Researchers suggest using space heaters to warms bats’ chilly roosting caves, perhaps stalling the die-off associated with white-nose syndrome.
Though scientists are still perplexed about the origin of white-nose syndrome, and why it is such an efficient killer of bats, a team of researchers announced last week in Frontiers in Ecology and Environment that they may have discovered a means to lower the death rate in affected caves. Rather than focusing on fighting the fungus that causes the disease, they plan to target the animal’s behavior and environment.
Justin Boyles, a graduate student in biology at Indiana State University and Craig Willis, a bat researcher at the University of Winnipeg, propose installing space heaters in bat caves during the winter. And experts familiar with WNS say their concept may hold considerable merit.
Boyles says hibernating mammals do not merely sleep during the winter, but they also lower their body temperature and metabolic functions to conserve energy, surviving off their fat reserves until spring when the temperature warms and food sources return.

**SUPPLIED ENTRIES**
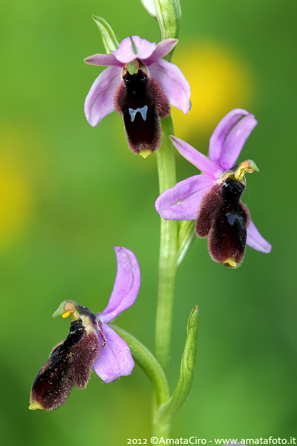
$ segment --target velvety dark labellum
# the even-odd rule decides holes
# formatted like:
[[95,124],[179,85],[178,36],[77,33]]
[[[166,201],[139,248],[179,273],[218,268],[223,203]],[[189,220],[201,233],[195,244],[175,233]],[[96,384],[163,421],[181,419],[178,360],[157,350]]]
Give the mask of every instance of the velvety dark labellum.
[[67,338],[54,347],[35,378],[31,403],[52,410],[65,403],[73,386],[84,388],[99,348],[95,331],[87,333],[82,320],[72,321]]
[[196,233],[199,237],[209,237],[209,253],[220,263],[231,259],[238,266],[243,258],[250,220],[248,209],[241,201],[244,189],[240,181],[228,178],[213,186],[201,202]]
[[139,70],[123,77],[115,95],[115,106],[123,116],[131,150],[156,150],[161,144],[159,117],[170,113],[167,99],[157,80]]

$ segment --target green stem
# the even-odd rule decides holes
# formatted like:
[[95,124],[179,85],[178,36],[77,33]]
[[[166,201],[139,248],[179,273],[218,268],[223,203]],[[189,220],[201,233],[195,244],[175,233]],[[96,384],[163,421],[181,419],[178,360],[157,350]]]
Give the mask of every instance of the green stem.
[[129,345],[135,362],[143,370],[154,386],[158,406],[169,401],[169,390],[163,369],[154,355],[138,339],[122,328],[109,324]]
[[[172,120],[161,119],[162,145],[156,152],[160,193],[176,183],[174,148],[169,138],[174,134]],[[161,218],[158,287],[156,316],[155,355],[164,370],[168,367],[172,331],[172,312],[177,272],[178,222]],[[153,434],[167,438],[171,416],[160,417],[155,395],[153,404]]]
[[[161,119],[162,145],[156,152],[160,193],[176,183],[174,148],[168,137],[173,134],[171,117]],[[172,310],[177,272],[178,224],[161,219],[158,289],[156,320],[155,355],[167,370],[170,354]]]

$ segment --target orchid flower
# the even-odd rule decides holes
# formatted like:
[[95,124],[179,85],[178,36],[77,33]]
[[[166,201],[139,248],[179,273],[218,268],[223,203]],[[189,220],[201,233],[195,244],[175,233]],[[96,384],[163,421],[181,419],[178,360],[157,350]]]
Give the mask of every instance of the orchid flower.
[[231,110],[213,133],[209,158],[179,138],[170,137],[182,156],[203,173],[178,183],[156,201],[156,209],[165,220],[195,219],[198,235],[209,237],[212,258],[233,268],[242,261],[246,244],[265,253],[272,248],[241,201],[245,174],[258,169],[251,160],[233,167],[257,124],[245,110]]
[[108,67],[97,78],[84,103],[88,122],[95,127],[117,110],[123,117],[129,146],[146,157],[161,144],[161,117],[169,105],[184,113],[190,108],[190,86],[180,69],[162,58],[178,40],[158,44],[138,36],[126,37],[112,54],[95,54],[86,64]]
[[115,246],[117,272],[106,308],[93,314],[74,301],[64,301],[54,317],[71,315],[70,332],[56,345],[33,383],[30,409],[52,410],[67,401],[73,386],[84,388],[92,367],[108,384],[130,375],[134,362],[127,343],[108,322],[132,305],[137,296],[141,274],[135,255]]

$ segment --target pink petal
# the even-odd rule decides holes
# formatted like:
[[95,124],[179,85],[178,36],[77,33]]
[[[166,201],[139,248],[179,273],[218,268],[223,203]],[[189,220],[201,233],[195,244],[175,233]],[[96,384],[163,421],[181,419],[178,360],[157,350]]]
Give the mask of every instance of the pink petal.
[[224,171],[233,167],[257,124],[253,115],[241,108],[232,110],[219,122],[211,137],[210,159]]
[[[131,38],[136,47],[136,52],[133,51]],[[152,54],[156,48],[156,43],[152,43],[145,38],[141,38],[139,36],[132,36],[132,38],[124,38],[119,44],[119,48],[111,52],[119,62],[128,64],[137,58],[141,59],[141,60],[147,59]]]
[[182,139],[173,136],[169,137],[180,154],[210,178],[217,180],[219,176],[222,175],[224,171],[207,156],[194,149],[193,147],[182,141]]
[[158,80],[170,105],[187,114],[190,109],[191,88],[180,69],[160,59],[150,65],[150,75]]
[[[106,344],[100,349],[93,368],[108,384],[120,376],[131,375],[134,362],[128,344],[108,324],[102,324]],[[101,338],[101,336],[100,336]]]
[[165,220],[195,220],[201,199],[213,183],[206,175],[183,180],[161,193],[156,201],[156,210]]
[[173,48],[178,43],[177,38],[165,38],[165,40],[161,40],[156,45],[156,48],[152,54],[146,59],[142,59],[147,67],[150,67],[152,64],[161,59],[166,54],[168,54]]
[[257,251],[268,254],[272,246],[262,237],[252,222],[248,226],[248,238],[246,244]]
[[99,67],[123,67],[123,64],[114,56],[113,54],[93,54],[86,58],[84,60],[88,65],[99,65]]
[[117,275],[106,308],[97,316],[101,322],[110,322],[133,305],[137,297],[141,274],[137,259],[132,251],[115,246],[117,255]]
[[121,69],[108,67],[95,80],[84,102],[84,114],[92,127],[115,111],[113,97],[121,79]]

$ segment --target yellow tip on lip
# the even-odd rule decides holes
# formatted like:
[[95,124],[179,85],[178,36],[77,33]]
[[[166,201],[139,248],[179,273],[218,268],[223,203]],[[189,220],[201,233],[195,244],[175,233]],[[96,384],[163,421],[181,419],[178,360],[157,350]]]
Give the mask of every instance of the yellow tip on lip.
[[39,403],[37,403],[36,401],[33,401],[33,403],[31,403],[31,404],[29,406],[29,408],[30,410],[36,410],[36,409],[38,409],[38,410],[45,410],[41,406],[41,404],[39,404]]
[[236,268],[237,266],[236,261],[232,257],[230,257],[229,259],[227,259],[223,261],[223,263],[226,265],[226,266],[229,266],[231,268]]
[[256,163],[254,163],[251,159],[248,159],[246,161],[243,161],[239,164],[234,176],[236,180],[242,181],[246,174],[252,174],[254,171],[259,172]]
[[152,150],[141,150],[138,154],[145,159],[147,158],[147,156],[150,155],[151,153],[152,153]]

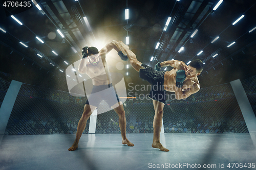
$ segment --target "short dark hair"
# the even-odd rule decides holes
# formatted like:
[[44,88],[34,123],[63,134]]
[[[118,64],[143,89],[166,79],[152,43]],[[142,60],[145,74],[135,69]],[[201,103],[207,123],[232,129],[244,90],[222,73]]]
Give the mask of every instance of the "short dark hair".
[[191,67],[196,68],[197,71],[199,72],[202,72],[204,69],[204,64],[203,62],[199,59],[193,60],[189,63],[189,65]]
[[99,51],[94,46],[91,46],[88,48],[88,54],[97,54],[99,53]]

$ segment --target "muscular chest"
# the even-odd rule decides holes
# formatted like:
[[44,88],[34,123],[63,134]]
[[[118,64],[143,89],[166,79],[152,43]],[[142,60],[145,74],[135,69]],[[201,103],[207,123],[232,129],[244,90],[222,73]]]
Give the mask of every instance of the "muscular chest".
[[[166,91],[175,92],[176,87],[176,80],[175,72],[170,72],[165,77],[164,80],[164,89]],[[195,82],[190,79],[188,79],[184,81],[182,89],[186,90],[191,88]]]

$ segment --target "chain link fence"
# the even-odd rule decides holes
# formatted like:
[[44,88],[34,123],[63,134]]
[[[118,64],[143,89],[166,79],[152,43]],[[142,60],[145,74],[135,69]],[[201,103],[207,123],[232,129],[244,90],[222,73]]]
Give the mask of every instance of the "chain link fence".
[[[67,92],[23,84],[5,134],[75,134],[84,103],[84,98]],[[88,133],[89,121],[83,133]]]
[[256,116],[256,76],[241,80],[241,82]]
[[2,106],[6,92],[11,83],[0,77],[0,105]]
[[[1,83],[1,91],[9,87],[5,83]],[[75,134],[86,101],[86,97],[23,84],[5,134]],[[123,107],[127,133],[153,133],[151,100],[128,99]],[[120,133],[114,110],[97,116],[96,133]],[[165,133],[248,133],[229,83],[202,88],[186,100],[167,99],[163,119]],[[88,133],[89,123],[90,119],[83,133]]]

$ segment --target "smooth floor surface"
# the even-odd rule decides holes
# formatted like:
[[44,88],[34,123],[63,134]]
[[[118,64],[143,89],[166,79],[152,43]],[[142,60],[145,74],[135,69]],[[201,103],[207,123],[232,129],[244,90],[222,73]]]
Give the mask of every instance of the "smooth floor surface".
[[256,134],[161,134],[168,152],[151,147],[153,134],[127,137],[134,147],[83,134],[69,151],[75,135],[0,136],[0,169],[256,169]]

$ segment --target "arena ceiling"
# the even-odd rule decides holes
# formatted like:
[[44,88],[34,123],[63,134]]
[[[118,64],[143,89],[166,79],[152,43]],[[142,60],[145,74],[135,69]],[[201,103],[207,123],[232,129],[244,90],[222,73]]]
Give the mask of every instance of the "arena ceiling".
[[[2,1],[4,5],[6,1]],[[256,73],[256,30],[249,32],[256,27],[254,1],[224,0],[215,10],[219,0],[36,1],[41,10],[31,2],[32,6],[28,9],[0,6],[0,28],[6,32],[0,31],[0,71],[12,79],[47,87],[42,81],[63,84],[66,69],[81,58],[83,46],[100,48],[113,40],[125,43],[127,36],[129,45],[138,60],[152,67],[167,60],[186,63],[193,59],[202,60],[205,67],[199,79],[203,87]],[[128,20],[126,9],[129,10]],[[164,31],[168,17],[172,19]],[[233,42],[236,43],[228,47]],[[184,50],[179,53],[182,47]],[[117,53],[109,54],[107,62],[111,72],[122,74],[126,83],[145,83]],[[166,70],[171,69],[168,67]],[[67,90],[57,87],[54,88]]]

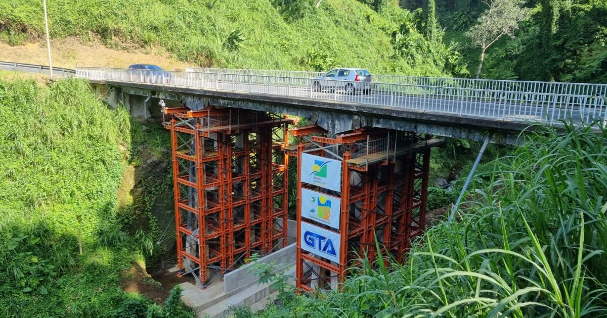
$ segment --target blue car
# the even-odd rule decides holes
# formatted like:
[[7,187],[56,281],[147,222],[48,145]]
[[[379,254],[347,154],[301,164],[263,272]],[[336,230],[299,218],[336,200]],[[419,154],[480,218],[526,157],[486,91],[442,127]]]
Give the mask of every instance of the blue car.
[[[162,82],[164,79],[165,82],[171,81],[171,73],[164,71],[161,67],[153,64],[133,64],[129,67],[130,70],[134,70],[131,72],[131,76],[142,77],[140,79],[143,82]],[[135,71],[134,70],[138,70]],[[141,70],[141,71],[138,70]]]

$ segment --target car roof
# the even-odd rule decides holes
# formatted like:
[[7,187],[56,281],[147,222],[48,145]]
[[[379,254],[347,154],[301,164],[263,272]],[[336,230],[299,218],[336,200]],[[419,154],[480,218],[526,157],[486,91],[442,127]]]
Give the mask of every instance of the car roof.
[[365,70],[367,71],[369,71],[366,68],[361,68],[360,67],[358,67],[358,68],[355,68],[355,67],[334,67],[334,68],[331,68],[331,69],[330,69],[329,70],[330,71],[332,71],[333,70],[348,70],[348,71],[356,71],[356,70]]

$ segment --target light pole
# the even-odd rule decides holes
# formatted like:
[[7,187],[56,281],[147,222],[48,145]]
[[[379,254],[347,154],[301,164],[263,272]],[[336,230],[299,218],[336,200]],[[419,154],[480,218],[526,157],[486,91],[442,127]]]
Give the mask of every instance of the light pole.
[[49,38],[49,18],[46,16],[46,0],[42,0],[44,7],[44,25],[46,27],[46,48],[49,50],[49,69],[50,76],[53,76],[53,62],[50,58],[50,39]]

**TASK REQUIREMENTS**
- a) List every person, university, and journal named in the passage on white-nose syndrome.
- b) Continue the passage on white-nose syndrome from its final sentence.

**SOLVED PROBLEMS**
- a) Justin Boyles, Craig Willis, Indiana State University, University of Winnipeg, Frontiers in Ecology and Environment

- b)
But hibernation is not a static state.
Virgil Brack, chief scientist with Environmental Consulting and Innovations in Cincinnati and assistant director of the Indiana State University Bat Center, said that when mammals hibernate they fluctuate between two different states: long sleep phases interrupted by brief periodic waking phases throughout the winter.
In cave bats, Brack — who has been studying bat hibernation patterns for more than 30 years — said the periodic roused states typically occur every 10 to 14 days, and last just a few hours per episode. However he says, that’s when they consume the most energy. For bats trying to keep warm in frigid caves, “It’s a short but very energy-expensive time,” he says. To help conserve while they’re awake, Brack says bats normally fly to areas of the cave that are naturally a bit warmer than the chambers where they sleep.
Experts studying WNS have theorized that afflicted bats either rouse more frequently than normal, or stay awake for longer periods, when they do rouse. They expend their fat reserves too quickly, starving before spring arrives.
Boyles suggests that restlessness among bats suffering WNS might be predictable in an animal suffering a fungal infection. “There are a couple of possibilities. It’s like athlete’s foot: It could be itchy or it could be an immune response that that raises their temperature and causes them to wake up.”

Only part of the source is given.